[Entries from a collection]

-- Begin --

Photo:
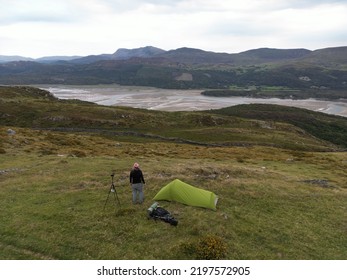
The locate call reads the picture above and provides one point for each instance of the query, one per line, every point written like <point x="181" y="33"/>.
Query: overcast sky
<point x="36" y="28"/>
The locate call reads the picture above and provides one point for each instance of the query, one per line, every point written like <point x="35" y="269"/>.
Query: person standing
<point x="137" y="182"/>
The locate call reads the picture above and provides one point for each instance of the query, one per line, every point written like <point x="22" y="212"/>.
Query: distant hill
<point x="150" y="66"/>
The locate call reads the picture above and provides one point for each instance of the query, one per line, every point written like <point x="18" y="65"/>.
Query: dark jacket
<point x="136" y="176"/>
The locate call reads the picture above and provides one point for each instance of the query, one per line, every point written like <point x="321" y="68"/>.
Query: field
<point x="282" y="192"/>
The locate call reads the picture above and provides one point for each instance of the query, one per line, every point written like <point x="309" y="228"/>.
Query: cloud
<point x="39" y="27"/>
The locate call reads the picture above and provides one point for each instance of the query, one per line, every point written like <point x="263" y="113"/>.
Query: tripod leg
<point x="107" y="199"/>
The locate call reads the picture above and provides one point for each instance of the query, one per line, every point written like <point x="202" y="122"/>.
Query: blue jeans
<point x="137" y="191"/>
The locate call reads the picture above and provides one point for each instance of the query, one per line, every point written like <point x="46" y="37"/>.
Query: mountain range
<point x="186" y="68"/>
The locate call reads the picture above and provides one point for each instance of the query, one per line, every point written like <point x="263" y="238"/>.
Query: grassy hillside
<point x="281" y="197"/>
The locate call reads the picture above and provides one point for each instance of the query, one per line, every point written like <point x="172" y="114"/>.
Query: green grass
<point x="54" y="185"/>
<point x="52" y="205"/>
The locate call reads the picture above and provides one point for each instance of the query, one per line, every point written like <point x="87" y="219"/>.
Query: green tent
<point x="187" y="194"/>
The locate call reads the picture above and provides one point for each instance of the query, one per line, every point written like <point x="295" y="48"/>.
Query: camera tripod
<point x="113" y="190"/>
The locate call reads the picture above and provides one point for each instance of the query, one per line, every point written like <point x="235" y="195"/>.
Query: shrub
<point x="211" y="248"/>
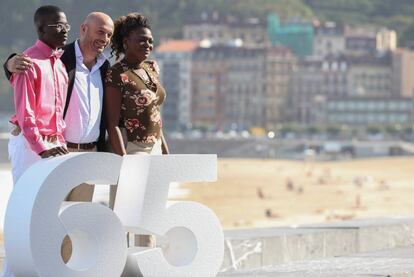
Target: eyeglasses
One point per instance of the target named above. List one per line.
(60, 26)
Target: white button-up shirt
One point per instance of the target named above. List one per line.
(84, 113)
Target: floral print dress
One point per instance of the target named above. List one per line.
(142, 97)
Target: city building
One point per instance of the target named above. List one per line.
(403, 72)
(280, 64)
(329, 40)
(225, 30)
(361, 111)
(297, 36)
(174, 58)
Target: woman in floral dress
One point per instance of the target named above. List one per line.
(134, 96)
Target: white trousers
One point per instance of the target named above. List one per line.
(21, 157)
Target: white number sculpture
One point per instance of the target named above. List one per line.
(34, 228)
(35, 224)
(192, 234)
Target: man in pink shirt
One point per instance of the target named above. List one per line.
(40, 95)
(39, 98)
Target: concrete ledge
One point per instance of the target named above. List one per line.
(397, 262)
(258, 248)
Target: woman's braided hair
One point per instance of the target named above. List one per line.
(124, 25)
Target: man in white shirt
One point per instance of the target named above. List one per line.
(83, 113)
(86, 66)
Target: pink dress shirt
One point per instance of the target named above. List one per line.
(39, 97)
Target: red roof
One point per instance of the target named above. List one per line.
(178, 46)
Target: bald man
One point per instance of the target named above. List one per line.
(86, 67)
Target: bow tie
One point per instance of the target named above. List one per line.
(56, 53)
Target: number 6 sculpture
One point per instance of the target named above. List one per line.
(189, 236)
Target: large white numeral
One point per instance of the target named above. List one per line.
(34, 229)
(192, 234)
(189, 234)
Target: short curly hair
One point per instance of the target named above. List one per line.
(124, 25)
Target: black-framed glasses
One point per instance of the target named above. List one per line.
(60, 26)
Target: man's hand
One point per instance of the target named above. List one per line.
(154, 66)
(53, 152)
(19, 63)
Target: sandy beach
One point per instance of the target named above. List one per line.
(258, 193)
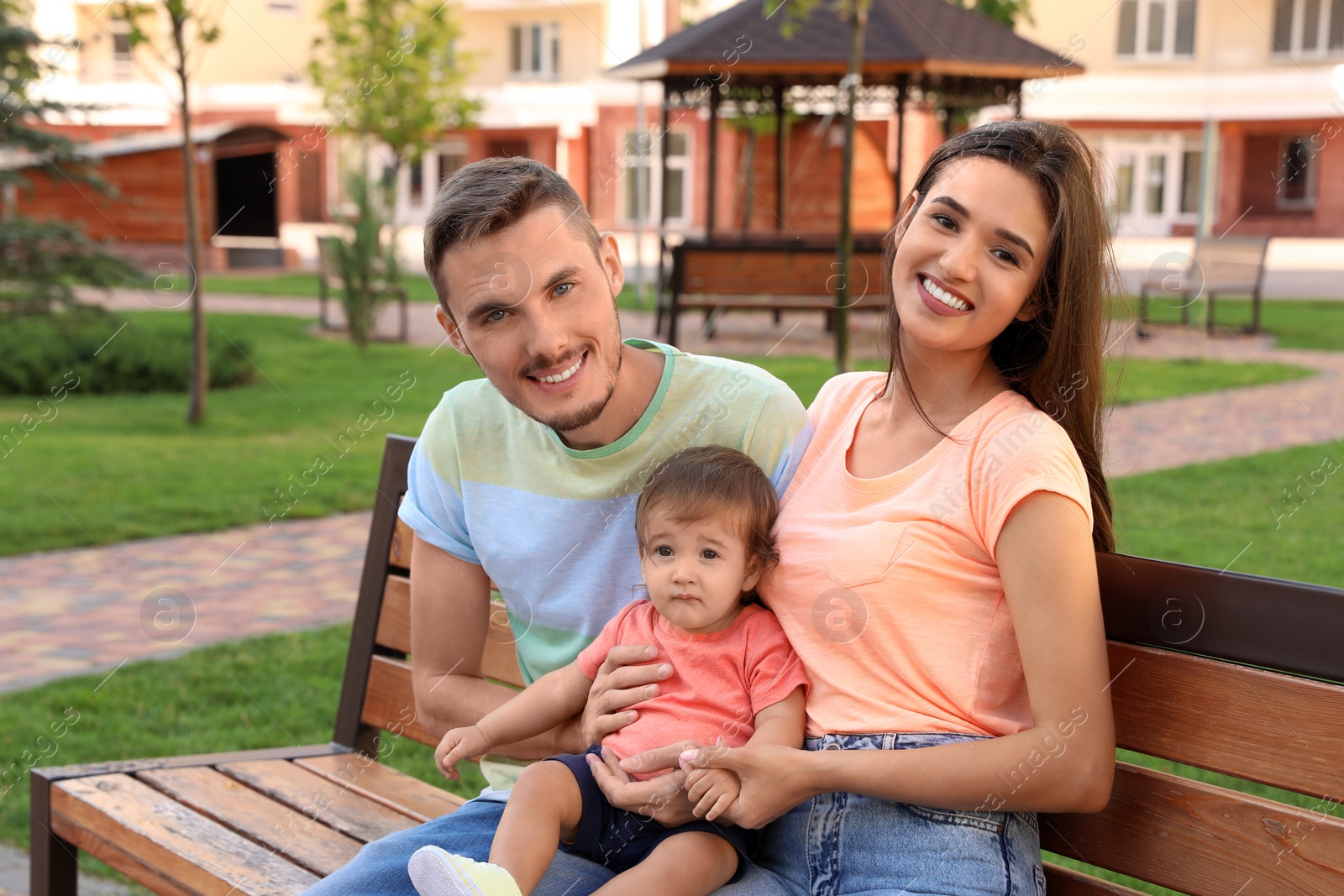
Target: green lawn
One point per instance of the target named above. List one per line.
(112, 468)
(1294, 322)
(418, 288)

-- End --

**OBJECTIVE**
Write out all the entries again, switching each "locate call" to "pointing tool" and keeping everything else the same. Leave the pictures out of your answer.

**RIGHT ANSWER**
Photo:
The pointing tool reads the picture above and provides one point for each instance of the query, one per line, every point written like <point x="181" y="33"/>.
Query: overcast sky
<point x="36" y="28"/>
The pointing tool reads the picture above and provides one point for each instance of the query, one per line, every point written like <point x="35" y="269"/>.
Query: person standing
<point x="137" y="182"/>
The pointing tool reads the picture above and provides one point for each instance of the query, one per line, every point written like <point x="22" y="212"/>.
Query: distant hill
<point x="150" y="66"/>
The pointing tool reads the picture above and provides one point for each instance of the query, one per line, every point written like <point x="18" y="65"/>.
Query: dark jacket
<point x="136" y="176"/>
The pointing tool reads the picture above and provides one point for each instance of the query, one per line, every point written like <point x="321" y="68"/>.
Query: field
<point x="282" y="192"/>
The pointing tool reads the picture above and provides one point for each instance of the query, one per line, every point written like <point x="309" y="228"/>.
Query: cloud
<point x="39" y="27"/>
The pointing tool reads the picture above and provides one point for each instance of the query, one per line, every point written like <point x="263" y="113"/>.
Query: tripod leg
<point x="107" y="199"/>
The pointing tool reads the picture above and provides one point for each instance of the query, one per line, every point written like <point x="202" y="122"/>.
Query: blue jeans
<point x="137" y="191"/>
The pointing tool reads the picture above and provides one point for each instance of the query, one per line, every point written like <point x="46" y="37"/>.
Query: mountain range
<point x="186" y="68"/>
The pointing tool reads the picture above and provides one point for each instance of the query, one per line, every point written like <point x="263" y="238"/>.
Query: grassy hillside
<point x="281" y="197"/>
The pointing tool reads the picture above and provides one point for each instance of the query, one per line, every point written like <point x="172" y="114"/>.
Query: green grass
<point x="54" y="185"/>
<point x="52" y="205"/>
The pointing tool reads the picture above and provides one point for each instance of the query, one per line, every point written like <point x="87" y="219"/>.
Query: green tent
<point x="187" y="194"/>
The pointing tool reads the picture above and provides one point for each instance of the query, one per line, every point written like <point x="295" y="48"/>.
Query: camera tripod
<point x="113" y="190"/>
The pointing tool reads the picture above and provides one point for each instance of the query, one per line, every point written like <point x="235" y="195"/>.
Query: shrub
<point x="211" y="248"/>
Target: eyeglasses
One point per instance of the target named above. List one per line.
(60, 26)
Target: white button-up shirt
One point per instance of the target named above. List one per line.
(84, 113)
Target: floral print dress
One point per instance of the target named above. List one per line.
(142, 97)
Target: city building
One point per instance of the target named above. List one per line.
(403, 72)
(280, 64)
(329, 40)
(225, 30)
(361, 111)
(297, 36)
(174, 58)
Target: woman in floral dress
One point per instance of the target named above. List one per line.
(134, 96)
Target: white trousers
One point per instance of the target named above. List one per line.
(21, 157)
Target: white number sculpture
One point per instance of the target named above. List one per line.
(34, 228)
(35, 224)
(192, 234)
Target: man in pink shirt
One point per instance of the target named above. List one per line.
(40, 95)
(39, 98)
Target: concrete ledge
One point per instance of the target named above. List one per line.
(397, 262)
(258, 248)
Target: woman's braided hair
One point per instance of the target named above. List one per line.
(124, 25)
Target: man in white shirt
One point per instance of the target named above. List one per line.
(83, 113)
(86, 66)
Target: pink dress shirt
One point per instance of the target named above. List one per line.
(39, 97)
Target: red roof
One point per instance of the target named above. List one per line.
(178, 46)
Target: bald man
One point per instance of the target named above. List one per line.
(86, 67)
Target: bow tie
One point per instance of the target named above. List one per line.
(56, 53)
Target: number 6 sculpture
One point per instance of the target named above. List one per line.
(189, 236)
Target: large white numeral
One point per instance of the target named above. List one per line.
(34, 229)
(192, 234)
(189, 234)
Target: short curly hair
One point per instance of the target named above. List one per line.
(124, 25)
Target: black-framed glasses
One point per instance of the target named above. List one per line.
(60, 26)
Target: man's hand
One point per instance of the target named above. List one per line.
(154, 66)
(53, 152)
(19, 63)
Target: sandy beach
One point per instance of the target named above. List one per line.
(258, 193)
Target: green lawn
One point per instance of the target named above. List one per line.
(112, 468)
(1294, 322)
(418, 288)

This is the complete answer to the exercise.